▼

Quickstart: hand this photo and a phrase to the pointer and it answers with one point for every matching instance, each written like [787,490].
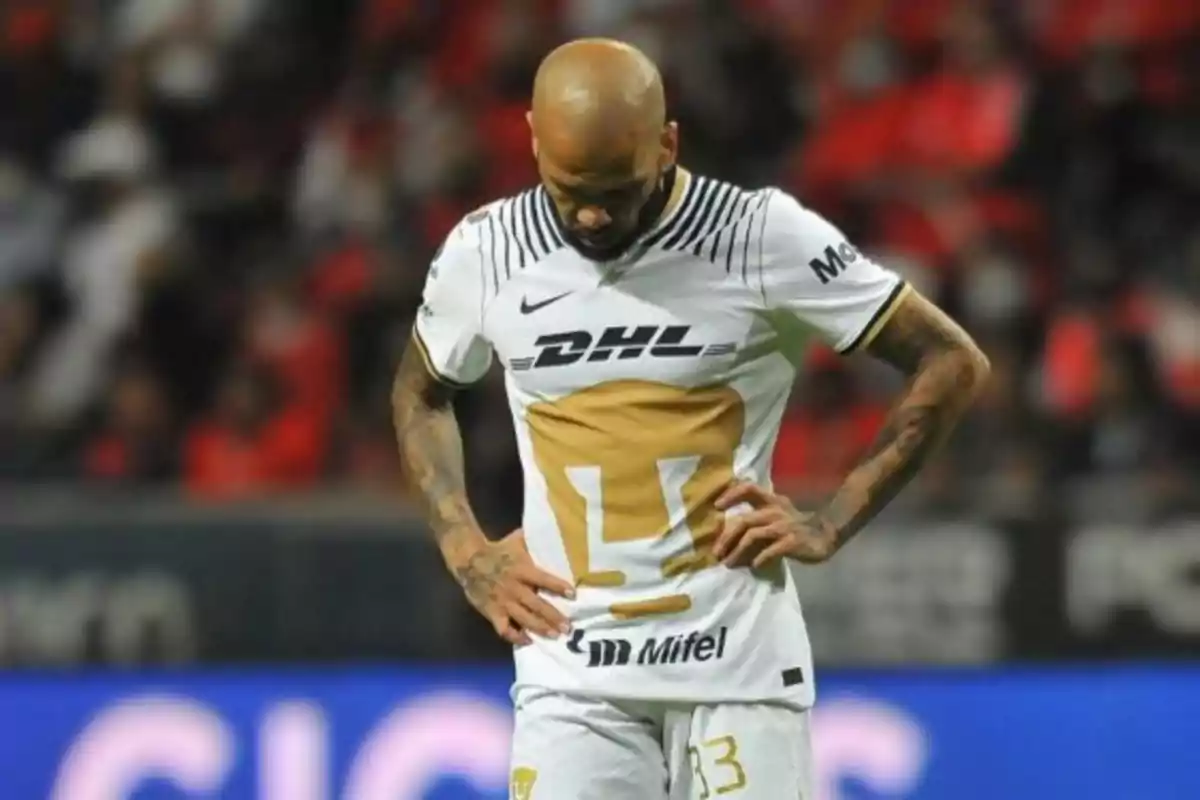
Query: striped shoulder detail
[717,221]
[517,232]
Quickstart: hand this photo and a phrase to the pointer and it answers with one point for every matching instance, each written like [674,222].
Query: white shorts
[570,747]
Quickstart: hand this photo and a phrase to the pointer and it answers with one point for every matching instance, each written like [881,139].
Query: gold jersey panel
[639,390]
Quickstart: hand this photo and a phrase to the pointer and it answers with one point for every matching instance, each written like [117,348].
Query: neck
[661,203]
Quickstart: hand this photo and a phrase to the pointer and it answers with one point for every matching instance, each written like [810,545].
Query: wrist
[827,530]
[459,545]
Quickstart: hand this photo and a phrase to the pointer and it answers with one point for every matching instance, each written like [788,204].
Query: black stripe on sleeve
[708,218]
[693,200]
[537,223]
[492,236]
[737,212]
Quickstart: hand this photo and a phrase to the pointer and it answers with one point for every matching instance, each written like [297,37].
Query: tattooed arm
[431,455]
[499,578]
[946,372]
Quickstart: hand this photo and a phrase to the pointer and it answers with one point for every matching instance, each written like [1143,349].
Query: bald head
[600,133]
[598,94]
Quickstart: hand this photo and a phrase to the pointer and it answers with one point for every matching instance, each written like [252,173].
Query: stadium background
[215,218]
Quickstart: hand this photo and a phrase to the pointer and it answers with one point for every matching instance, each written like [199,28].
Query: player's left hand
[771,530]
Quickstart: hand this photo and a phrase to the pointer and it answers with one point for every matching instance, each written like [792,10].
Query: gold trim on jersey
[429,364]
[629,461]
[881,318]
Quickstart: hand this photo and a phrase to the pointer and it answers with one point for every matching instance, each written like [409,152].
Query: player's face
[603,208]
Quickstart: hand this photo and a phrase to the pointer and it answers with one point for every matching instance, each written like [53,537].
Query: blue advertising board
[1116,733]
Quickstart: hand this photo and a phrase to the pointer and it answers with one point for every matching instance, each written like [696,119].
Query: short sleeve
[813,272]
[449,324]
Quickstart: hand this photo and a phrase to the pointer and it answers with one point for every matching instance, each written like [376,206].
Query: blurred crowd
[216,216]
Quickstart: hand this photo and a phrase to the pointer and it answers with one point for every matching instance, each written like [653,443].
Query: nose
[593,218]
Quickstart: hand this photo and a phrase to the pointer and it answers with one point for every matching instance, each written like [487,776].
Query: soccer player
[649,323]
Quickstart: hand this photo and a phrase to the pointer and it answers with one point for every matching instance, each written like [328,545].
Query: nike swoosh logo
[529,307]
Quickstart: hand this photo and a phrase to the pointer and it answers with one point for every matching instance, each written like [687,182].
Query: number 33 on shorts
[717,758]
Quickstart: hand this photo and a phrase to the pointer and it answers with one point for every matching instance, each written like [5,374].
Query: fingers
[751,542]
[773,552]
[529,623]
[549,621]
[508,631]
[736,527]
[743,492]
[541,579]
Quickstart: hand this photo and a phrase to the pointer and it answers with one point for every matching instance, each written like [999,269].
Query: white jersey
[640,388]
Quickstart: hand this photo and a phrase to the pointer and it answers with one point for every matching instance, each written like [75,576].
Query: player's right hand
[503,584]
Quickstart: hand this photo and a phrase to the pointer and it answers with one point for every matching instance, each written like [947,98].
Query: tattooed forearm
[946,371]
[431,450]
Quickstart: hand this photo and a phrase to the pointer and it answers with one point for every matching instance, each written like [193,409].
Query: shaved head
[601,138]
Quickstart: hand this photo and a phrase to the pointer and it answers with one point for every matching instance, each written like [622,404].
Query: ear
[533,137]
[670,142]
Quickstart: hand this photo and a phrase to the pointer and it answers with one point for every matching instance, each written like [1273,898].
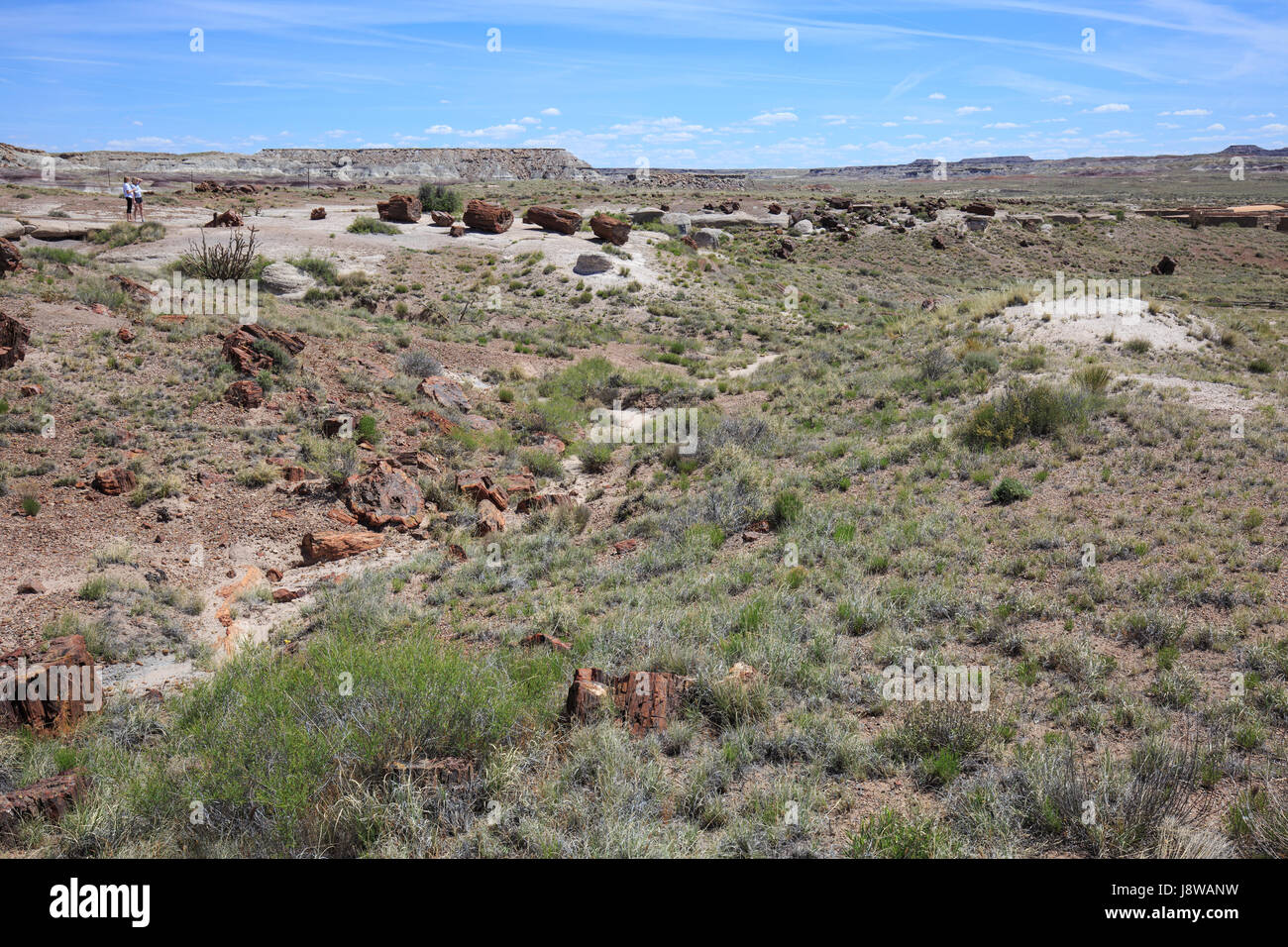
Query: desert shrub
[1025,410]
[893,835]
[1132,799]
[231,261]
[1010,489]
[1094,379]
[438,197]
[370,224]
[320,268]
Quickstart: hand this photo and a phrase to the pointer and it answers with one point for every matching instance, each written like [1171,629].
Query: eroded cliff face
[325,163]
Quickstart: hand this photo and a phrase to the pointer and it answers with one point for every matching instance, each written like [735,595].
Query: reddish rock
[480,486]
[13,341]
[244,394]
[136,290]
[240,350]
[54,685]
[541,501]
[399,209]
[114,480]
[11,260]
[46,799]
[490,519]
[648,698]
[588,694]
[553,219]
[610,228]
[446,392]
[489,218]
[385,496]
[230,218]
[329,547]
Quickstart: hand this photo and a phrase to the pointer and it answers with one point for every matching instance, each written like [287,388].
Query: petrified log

▲

Your objective: Skip the pictures, then write out every entry exactly.

Answer for the task:
Quickstart: hand this photo and a phrase to the pointer and it answers with one point for every matching instance, each written like [787,490].
Query: striped shoulder detail
[717,221]
[517,232]
Quickstart: hand this photo and a phrase to the pointer and it answers with one point for every matching instance, each written like [674,222].
Query: white shorts
[570,747]
Quickstart: hand this photo and a phrase to the pointer and it answers with one point for every matching instance, each written like [881,139].
Query: gold jersey panel
[639,390]
Quickstart: hand this photo and a phrase to the pointer and it answers with one point for every matching instance, each written like [117,348].
Query: neck
[661,203]
Quickstart: hand this photo and a phrase to the pointer and it answers with one point for every matching instance, each written like [810,545].
Query: wrist
[827,530]
[459,545]
Quickstart: hand this photo and a phrase to the pointer and it answers with one point for every matching instance, each written like [788,204].
Query: black stripe on sleeve
[708,218]
[693,200]
[537,223]
[492,236]
[737,212]
Quickstart: hand this photo and a phrase to the pointer and it answers with one point for every matching instance, each written like [297,37].
Query: tattooed arm
[431,455]
[499,578]
[946,372]
Quickstart: hand this photo and a phrase to the pointer and it answers with one point for every matching instance, each written like [1143,349].
Query: bald head
[600,133]
[598,94]
Quickstart: hand this photo and a phrase to the pointer and it answers with one point for every matching instance, each written like [252,173].
Query: stadium background
[215,218]
Quickstart: hand this photo and a phrase to the pointer and it answers with one point for every matching instance, each written like [199,28].
Query: player's left hand
[771,530]
Quickstart: hand this photo and a phrase to the pointer and it answers with one point for every matching instance, each written like [792,10].
Query: gold trim on jersey
[429,364]
[629,461]
[881,318]
Quickstart: hand this photo and a phrase to the pointer and it answers with one point for every matching instance, each written like [409,152].
Query: player's face
[603,208]
Quickstart: hand this photo and a phrase to the pointer and it answers with one point for every matching instance, each written like [53,537].
Query: blue advertising board
[1116,733]
Quickstart: hand this photo and a phrase to the pointer and it answers with one point for every matching instance, each written like [696,119].
Query: short sleeve
[813,272]
[449,324]
Quickstart: hand this photo and a phrase to the pointer and it answers with one point for every matching instance, each written like [376,206].
Query: blurred crowd
[216,216]
Quickstart: hand this photo and a phrase to the pointer and it answers with one point for every matching instance, each written like [653,443].
Query: nose
[593,218]
Quickstart: hand this photo and a phrase to the pointer and it answers with one point for every matching instance, each written like [487,776].
Query: soccer player
[649,323]
Quickstart: hand this photo and a phrase to the pointer and it answers with one point for every matching instance, each written like [328,545].
Query: nike swoosh logo
[529,307]
Quickstart: hand this photo and a phrase to the pointer and it answers with one point for every matching instance, each written like [687,182].
Query: number 33 on shorts
[717,758]
Quickstart: hand this photo and a phrase to the pointer and it answers with one point for every matching instance, each written like [5,374].
Query: fingers
[751,542]
[773,552]
[529,623]
[549,621]
[508,631]
[736,527]
[743,492]
[541,579]
Quickstart: hand this photo and a phrase to the pointer and it answers with one point for every matching instance, each written like [999,269].
Query: white jersey
[640,388]
Quickstart: hand this photo and a phrase to the pointer and it answers with one point for every matching instance, each written like [75,576].
Query: player's right hand
[503,584]
Quickstart: hand this photo and a phrase to the pointer and it answers with one point for every matching instance, each written like [947,98].
Query: tattooed forearm
[946,371]
[431,450]
Quickstart: hand this photo and a phrase to the pointer and it answers with one point for every matching instance, each written like [193,409].
Query: shaved head
[601,138]
Quickstart: hand this photo and a phrase to the pointer and it answers with one point for every matching instance, each written like [622,404].
Query: ear
[533,137]
[670,142]
Quickstart: hand this photo and a phrase to the pointer and it answers with one point for every matching instance, each written like [1273,898].
Query: desert shrub
[1025,410]
[893,835]
[1132,799]
[231,261]
[1010,489]
[1094,379]
[438,197]
[370,224]
[320,268]
Quickstart: hand this photo and a phrase to the pointer and it answers with one point for every matching instance, each written like [1171,629].
Query: eroded cliff face
[325,163]
Quickstart: hand this photo and a phrase to the pointer and it answers with one point for every matching instance, each written like [735,595].
Query: reddish rock
[480,486]
[13,341]
[244,394]
[136,290]
[240,350]
[54,685]
[541,501]
[399,209]
[114,480]
[11,260]
[46,799]
[490,519]
[648,698]
[588,694]
[553,219]
[610,228]
[446,392]
[489,218]
[385,496]
[230,218]
[329,547]
Quickstart: hand this photo and a phrase to the pointer and it answers with one point for every matching instance, each written like [287,388].
Query: petrified log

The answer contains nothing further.